Tugas Anda:
1. Tentukan apakah setiap pernyataan berikut sesuai dengan kutipan tentang perjanjian ekstradisi Indonesia–Singapura, lalu jawab ya atau tidak disertai kutipan kata-kata penentunya: (a) perjanjian itu ditandatangani di Bali; (b) proses diplomasinya berlangsung sejak 1983; (c) penandatanganan dilakukan oleh presiden kedua negara.
2. Sebutkan semua kata sifat yang dipakai kutipan tentang perjanjian ekstradisi Indonesia–Singapura untuk menggambarkan proses diplomasi dalam kalimat pertamanya.
3. Tuliskan lanjutan kutipan tentang perjanjian ekstradisi Indonesia–Singapura, dimulai setelah kalimat terakhirnya.

Akhirnya, setelah melalui proses diplomasi yang alot, panjang dan melelahkan sejak 1973, pemerintah Indonesia dan Pemerintah singapura lewat menteri luar negeri masing-masing, satu suara (baca: sepakat) untuk menandatangani perjanjian ekstradisi yang digelar di Istana Tampang Siring, Bali, 27 April 2007. (Media Indonesia, 28/04)
Perjanjian Ektradisi memang menjadi barang yang mewah bagi indonesia, setelah sekian lama dengan perjuangan yang melelahkan, tarik ulur berbagai kepentingan, akhirnya nota kesepakatan diatas kertas ditandatangani. Sebuah angin segar bagi pemerintah indonesia sebagai pemacu semangat yang telah kendur dalam upaya pemberantasan korupsi.

Cuplikan data:

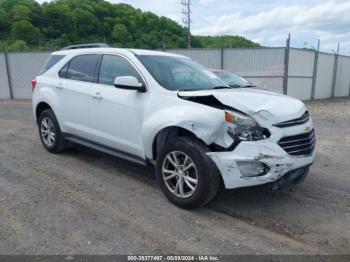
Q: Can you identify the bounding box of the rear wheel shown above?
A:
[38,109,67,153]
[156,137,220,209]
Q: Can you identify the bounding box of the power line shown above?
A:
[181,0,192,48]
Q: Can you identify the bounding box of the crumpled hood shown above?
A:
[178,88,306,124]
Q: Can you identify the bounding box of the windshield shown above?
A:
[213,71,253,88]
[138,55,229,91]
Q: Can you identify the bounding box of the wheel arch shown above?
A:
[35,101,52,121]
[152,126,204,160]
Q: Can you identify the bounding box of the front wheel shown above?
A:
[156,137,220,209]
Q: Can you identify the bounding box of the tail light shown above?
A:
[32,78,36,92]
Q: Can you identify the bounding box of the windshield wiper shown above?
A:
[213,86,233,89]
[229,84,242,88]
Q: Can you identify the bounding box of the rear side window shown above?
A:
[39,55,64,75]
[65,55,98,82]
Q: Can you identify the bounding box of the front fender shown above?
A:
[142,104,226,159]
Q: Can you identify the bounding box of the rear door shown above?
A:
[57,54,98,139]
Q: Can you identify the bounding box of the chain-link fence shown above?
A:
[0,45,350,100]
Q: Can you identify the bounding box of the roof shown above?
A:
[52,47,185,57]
==
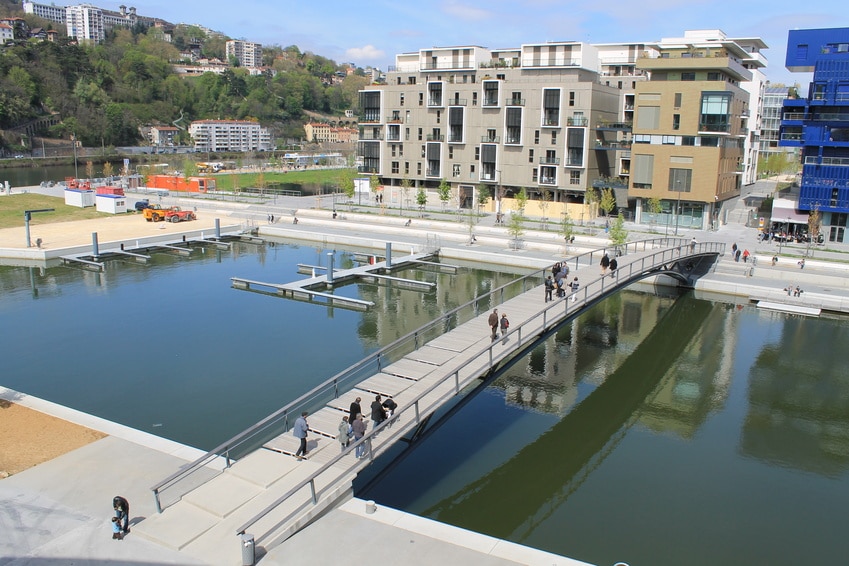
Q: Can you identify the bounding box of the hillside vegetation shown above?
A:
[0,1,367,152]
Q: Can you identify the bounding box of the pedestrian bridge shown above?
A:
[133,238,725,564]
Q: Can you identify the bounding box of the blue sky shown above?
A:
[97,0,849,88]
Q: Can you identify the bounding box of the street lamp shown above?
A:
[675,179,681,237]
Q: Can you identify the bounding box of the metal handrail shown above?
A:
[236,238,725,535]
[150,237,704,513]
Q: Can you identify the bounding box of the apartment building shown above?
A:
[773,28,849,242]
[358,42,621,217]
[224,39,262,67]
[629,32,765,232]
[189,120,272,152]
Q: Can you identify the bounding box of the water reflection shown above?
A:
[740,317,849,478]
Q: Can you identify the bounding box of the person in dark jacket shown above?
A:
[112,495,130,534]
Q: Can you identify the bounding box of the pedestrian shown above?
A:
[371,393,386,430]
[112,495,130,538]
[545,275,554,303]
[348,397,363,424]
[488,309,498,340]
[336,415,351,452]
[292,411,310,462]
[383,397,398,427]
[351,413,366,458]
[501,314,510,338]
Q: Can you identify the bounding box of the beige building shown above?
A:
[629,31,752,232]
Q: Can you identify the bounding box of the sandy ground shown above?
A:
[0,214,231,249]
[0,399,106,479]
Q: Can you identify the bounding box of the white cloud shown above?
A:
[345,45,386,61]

Kunci jawaban:
1.
(a) Ya: "digelar di Istana Tampang Siring, Bali, 27 April 2007".
(b) Tidak: "sejak 1973".
(c) Tidak: "lewat menteri luar negeri masing-masing".

2. alot, panjang, melelahkan

3.
Perlu diketahui dengan adanya perjanjian ektradisi ini Indonesia bisa sedikit leluasa melacak dan mengejar para koruptor yang melarikan diri ke Singapura. Sebab bukan rahasia umum, bahwa banyak para koruptor kelas teri bersemayam aman, tenang dan tidak tersentuh oleh hukum Indonesia karena kabur ke negeri Singa itu. Indonesia seperti tidak bisa berkutik memburu pada penjahat ekonomi itu, terutama para pengemplang bantuan likuiditas Bank Indonesia (BLBI) yang merugikan negara triliunan rupiah dan Singapura pada saat itu hanya cuek bebek, diam seribu bahasa dan menerima dengan tangan terbuka para pencuri tersebut, toh dengan kedatangan para miluner maling negeri tetangganya itu tentu menambah devisa negara yang cukup besar.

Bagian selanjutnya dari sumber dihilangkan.